Assigned task -
Find every line below that contains the word "dirt" and copy it out.

[[ Data provided, beginning ]]

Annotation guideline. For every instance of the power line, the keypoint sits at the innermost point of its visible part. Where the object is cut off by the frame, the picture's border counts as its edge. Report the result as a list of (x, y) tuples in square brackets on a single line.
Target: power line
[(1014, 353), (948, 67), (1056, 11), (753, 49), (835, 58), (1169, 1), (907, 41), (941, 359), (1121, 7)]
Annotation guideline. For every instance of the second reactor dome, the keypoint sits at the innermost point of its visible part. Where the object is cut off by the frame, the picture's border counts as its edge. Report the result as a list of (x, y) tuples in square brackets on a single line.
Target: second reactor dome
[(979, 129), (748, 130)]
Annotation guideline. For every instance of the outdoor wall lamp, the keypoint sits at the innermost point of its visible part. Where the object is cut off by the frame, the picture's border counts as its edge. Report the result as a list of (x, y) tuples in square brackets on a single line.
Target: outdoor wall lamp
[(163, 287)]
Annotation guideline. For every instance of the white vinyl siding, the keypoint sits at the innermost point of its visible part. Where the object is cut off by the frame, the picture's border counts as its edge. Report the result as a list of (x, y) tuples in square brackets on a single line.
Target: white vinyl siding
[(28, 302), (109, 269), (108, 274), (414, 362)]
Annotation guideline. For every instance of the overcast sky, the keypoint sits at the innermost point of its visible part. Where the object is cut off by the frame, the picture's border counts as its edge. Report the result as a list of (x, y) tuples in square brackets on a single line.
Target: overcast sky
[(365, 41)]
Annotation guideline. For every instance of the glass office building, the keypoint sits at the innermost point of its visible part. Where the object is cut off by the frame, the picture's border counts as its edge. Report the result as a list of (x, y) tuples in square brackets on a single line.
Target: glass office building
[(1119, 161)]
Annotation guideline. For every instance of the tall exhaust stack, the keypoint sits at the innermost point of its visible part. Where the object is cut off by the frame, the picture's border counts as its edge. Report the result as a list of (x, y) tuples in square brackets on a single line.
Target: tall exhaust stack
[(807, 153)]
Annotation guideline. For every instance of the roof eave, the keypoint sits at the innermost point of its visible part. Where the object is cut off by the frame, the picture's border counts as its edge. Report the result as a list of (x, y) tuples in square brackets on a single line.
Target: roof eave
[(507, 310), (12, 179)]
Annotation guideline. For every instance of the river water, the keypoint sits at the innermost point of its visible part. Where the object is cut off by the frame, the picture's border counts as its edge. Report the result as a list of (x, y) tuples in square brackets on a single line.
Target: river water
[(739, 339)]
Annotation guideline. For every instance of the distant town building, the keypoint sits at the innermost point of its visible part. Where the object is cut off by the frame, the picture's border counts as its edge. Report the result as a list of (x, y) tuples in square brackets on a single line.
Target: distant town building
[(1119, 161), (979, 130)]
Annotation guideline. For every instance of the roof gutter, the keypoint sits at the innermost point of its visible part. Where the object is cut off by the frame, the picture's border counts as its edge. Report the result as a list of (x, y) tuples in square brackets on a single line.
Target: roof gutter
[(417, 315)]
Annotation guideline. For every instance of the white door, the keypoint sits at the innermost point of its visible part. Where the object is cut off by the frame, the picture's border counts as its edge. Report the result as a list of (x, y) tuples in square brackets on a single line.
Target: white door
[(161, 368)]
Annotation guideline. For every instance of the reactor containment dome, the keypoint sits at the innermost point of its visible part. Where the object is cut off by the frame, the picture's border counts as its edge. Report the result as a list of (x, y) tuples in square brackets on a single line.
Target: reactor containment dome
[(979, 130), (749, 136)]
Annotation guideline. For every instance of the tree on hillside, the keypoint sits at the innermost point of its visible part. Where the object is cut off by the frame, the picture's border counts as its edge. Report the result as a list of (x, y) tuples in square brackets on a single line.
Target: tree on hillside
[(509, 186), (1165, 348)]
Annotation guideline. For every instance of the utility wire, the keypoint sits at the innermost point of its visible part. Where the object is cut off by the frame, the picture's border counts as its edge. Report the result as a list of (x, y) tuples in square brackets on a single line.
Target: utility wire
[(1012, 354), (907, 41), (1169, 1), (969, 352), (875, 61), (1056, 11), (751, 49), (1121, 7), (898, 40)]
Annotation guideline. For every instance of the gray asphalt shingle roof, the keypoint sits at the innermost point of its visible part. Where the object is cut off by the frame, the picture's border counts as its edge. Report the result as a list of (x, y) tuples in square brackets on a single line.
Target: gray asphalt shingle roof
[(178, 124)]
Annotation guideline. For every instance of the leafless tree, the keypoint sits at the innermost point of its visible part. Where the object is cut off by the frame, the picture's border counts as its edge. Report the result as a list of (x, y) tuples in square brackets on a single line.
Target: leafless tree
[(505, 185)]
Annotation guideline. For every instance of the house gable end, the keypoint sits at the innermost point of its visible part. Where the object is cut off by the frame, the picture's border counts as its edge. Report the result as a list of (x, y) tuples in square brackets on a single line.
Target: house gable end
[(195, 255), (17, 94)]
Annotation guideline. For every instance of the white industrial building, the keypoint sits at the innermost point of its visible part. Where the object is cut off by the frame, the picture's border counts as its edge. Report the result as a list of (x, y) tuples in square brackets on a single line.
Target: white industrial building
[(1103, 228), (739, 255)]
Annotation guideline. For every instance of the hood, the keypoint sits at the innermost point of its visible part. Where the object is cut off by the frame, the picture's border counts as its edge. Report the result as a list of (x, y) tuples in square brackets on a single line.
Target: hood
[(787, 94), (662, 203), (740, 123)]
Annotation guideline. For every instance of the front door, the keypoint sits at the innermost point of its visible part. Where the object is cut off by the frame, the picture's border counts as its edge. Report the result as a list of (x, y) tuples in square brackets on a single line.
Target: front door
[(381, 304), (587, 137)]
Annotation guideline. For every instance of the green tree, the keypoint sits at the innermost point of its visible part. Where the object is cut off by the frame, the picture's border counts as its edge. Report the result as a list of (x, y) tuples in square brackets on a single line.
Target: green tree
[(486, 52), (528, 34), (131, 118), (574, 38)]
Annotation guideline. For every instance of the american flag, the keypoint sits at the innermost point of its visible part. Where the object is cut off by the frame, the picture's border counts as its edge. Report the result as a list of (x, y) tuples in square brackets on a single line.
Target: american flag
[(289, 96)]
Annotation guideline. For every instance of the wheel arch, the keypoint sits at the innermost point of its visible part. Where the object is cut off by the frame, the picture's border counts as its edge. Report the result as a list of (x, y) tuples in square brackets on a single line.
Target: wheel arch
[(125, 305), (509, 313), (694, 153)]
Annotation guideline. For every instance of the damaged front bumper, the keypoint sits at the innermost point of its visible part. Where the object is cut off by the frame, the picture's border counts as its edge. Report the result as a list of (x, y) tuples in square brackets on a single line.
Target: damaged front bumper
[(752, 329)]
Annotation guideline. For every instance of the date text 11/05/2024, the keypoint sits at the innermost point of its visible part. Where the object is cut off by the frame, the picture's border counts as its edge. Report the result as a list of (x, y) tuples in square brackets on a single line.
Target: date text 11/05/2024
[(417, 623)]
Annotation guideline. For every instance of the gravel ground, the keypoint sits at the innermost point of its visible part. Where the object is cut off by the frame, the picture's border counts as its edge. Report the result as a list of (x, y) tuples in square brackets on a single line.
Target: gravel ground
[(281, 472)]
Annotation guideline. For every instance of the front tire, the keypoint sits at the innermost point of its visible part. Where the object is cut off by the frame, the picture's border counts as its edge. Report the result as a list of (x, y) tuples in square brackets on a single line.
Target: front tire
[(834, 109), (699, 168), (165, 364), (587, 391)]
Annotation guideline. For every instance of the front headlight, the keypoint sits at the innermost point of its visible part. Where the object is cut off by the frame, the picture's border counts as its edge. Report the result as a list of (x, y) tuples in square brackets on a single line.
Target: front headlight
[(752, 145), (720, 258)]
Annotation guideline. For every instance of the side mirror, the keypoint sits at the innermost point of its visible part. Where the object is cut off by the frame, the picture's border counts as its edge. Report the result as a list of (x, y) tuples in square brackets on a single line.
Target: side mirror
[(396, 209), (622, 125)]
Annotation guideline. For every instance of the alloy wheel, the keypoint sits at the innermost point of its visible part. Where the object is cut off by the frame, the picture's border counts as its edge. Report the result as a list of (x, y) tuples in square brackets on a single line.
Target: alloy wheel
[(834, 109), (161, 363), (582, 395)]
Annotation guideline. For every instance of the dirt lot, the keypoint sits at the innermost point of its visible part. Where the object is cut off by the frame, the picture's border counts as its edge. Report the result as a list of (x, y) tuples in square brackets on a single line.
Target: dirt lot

[[ Data provided, end ]]

Result of the exercise -
Annotation guideline. For every instance of the dirt lot, the keypoint sits at the innermost point of its visible part. Where the object is cut off by the frame, the picture's border counts as its edge. Report the result as a list of (x, y) tuples in square brackets on a single line.
Target: dirt lot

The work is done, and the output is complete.